> [Stated problem]:
Put everything from the line containing "Each instance of the valley" down to the line containing "x=467 y=223" in the items below into a Markdown table, both of those lines included and blank lines skipped. Use the columns Row and Line, with Row giving the row number and Line holding the line itself.

> [Location labeling records]:
/---
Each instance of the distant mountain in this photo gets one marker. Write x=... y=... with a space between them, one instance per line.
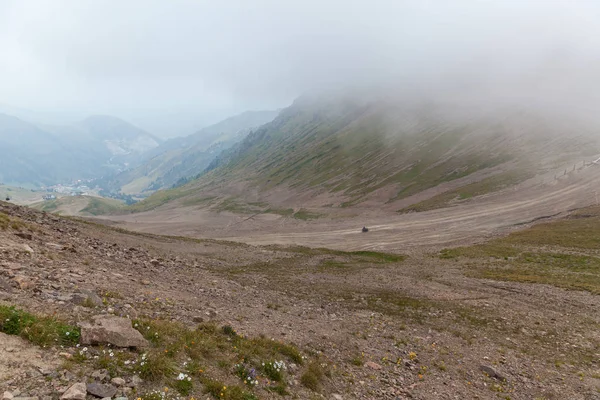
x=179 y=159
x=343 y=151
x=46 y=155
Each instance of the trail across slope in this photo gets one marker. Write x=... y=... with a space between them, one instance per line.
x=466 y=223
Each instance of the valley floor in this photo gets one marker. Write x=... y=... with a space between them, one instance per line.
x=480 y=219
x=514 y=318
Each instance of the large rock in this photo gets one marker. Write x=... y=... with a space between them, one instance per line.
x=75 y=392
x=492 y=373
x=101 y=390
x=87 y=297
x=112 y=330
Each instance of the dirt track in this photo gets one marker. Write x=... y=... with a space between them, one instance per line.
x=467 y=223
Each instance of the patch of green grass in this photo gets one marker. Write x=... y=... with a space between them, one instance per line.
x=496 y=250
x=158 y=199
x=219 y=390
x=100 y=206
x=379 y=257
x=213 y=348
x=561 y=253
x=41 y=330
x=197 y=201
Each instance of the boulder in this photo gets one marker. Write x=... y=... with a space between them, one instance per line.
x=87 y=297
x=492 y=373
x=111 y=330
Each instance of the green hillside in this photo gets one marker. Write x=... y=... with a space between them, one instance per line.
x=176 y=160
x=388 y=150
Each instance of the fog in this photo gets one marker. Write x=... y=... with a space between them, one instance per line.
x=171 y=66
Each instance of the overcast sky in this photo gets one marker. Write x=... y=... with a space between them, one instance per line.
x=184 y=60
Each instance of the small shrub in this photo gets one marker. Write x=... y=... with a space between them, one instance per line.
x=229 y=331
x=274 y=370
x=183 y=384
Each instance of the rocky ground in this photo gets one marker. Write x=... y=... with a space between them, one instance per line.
\---
> [Reply]:
| Row | Line |
|---|---|
| 1 | Each instance of the valley floor in this photo gets one marker. Write x=... y=... with a space between them, one instance per line. |
| 2 | x=480 y=219 |
| 3 | x=514 y=318 |
| 4 | Each instance of the large rock in this photo gets one marker. Write x=... y=... with a space between them, one instance per line. |
| 5 | x=75 y=392 |
| 6 | x=492 y=373 |
| 7 | x=101 y=390 |
| 8 | x=87 y=297 |
| 9 | x=112 y=330 |
| 10 | Each instance of the dirt track in this photo gets one marker. Write x=... y=... with a space between them, one instance per line. |
| 11 | x=467 y=223 |